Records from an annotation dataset
****************

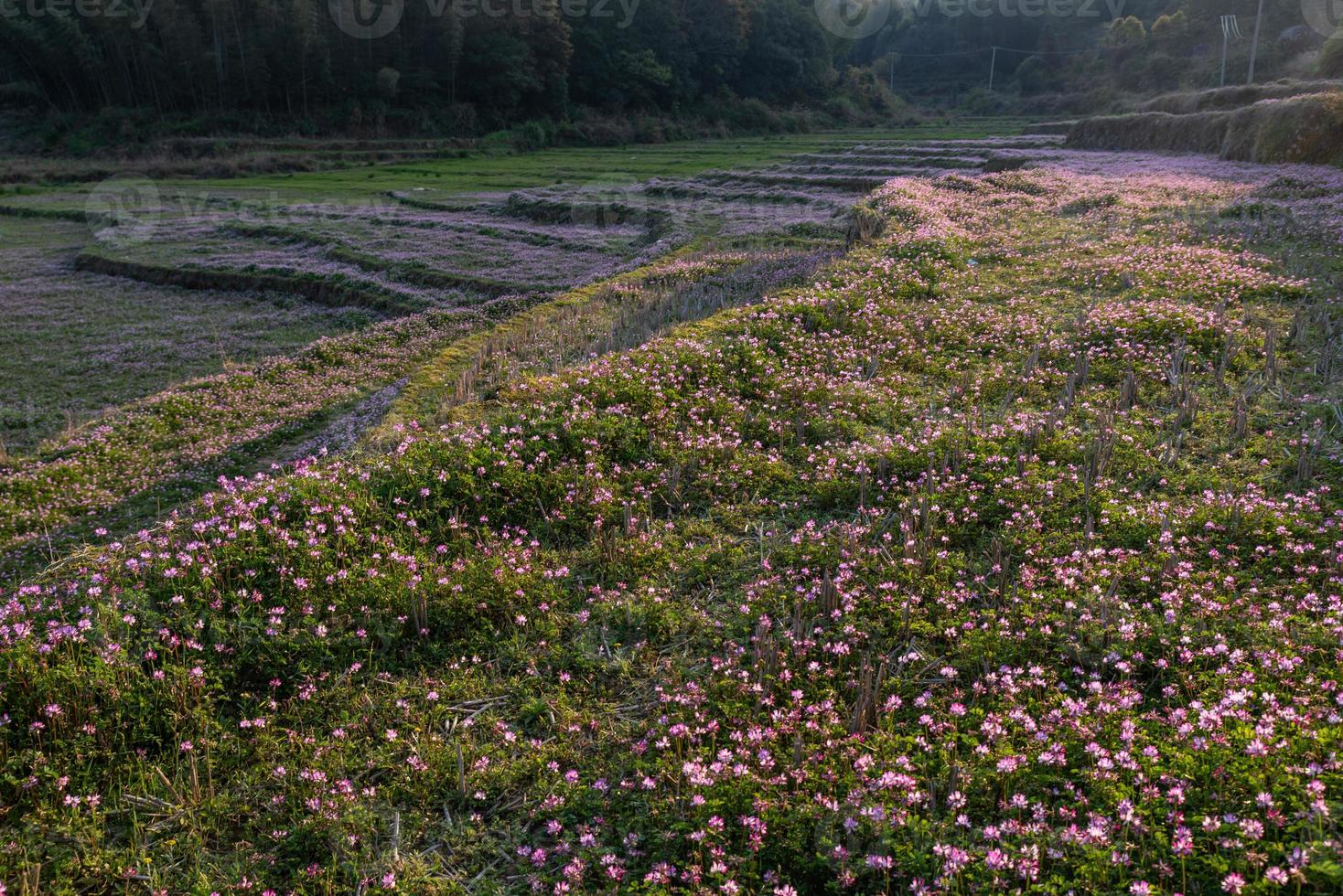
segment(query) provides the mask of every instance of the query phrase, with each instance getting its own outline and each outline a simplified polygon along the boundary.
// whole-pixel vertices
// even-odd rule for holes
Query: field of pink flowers
[[[1339,892],[1336,244],[1203,227],[1254,189],[898,178],[800,287],[0,596],[0,880]]]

****************

Repeat each record exactly as shown above, dropping all images.

:: Full answer ::
segment(query) provides the mask of every instance of the query phrase, with each instance getting its own outline and each outline a simplified polygon along the boundary.
// whole-pixel vertices
// even-odd rule for holes
Query: field of pink flowers
[[[1339,892],[1336,244],[1203,227],[1254,189],[898,178],[800,287],[0,596],[0,880]]]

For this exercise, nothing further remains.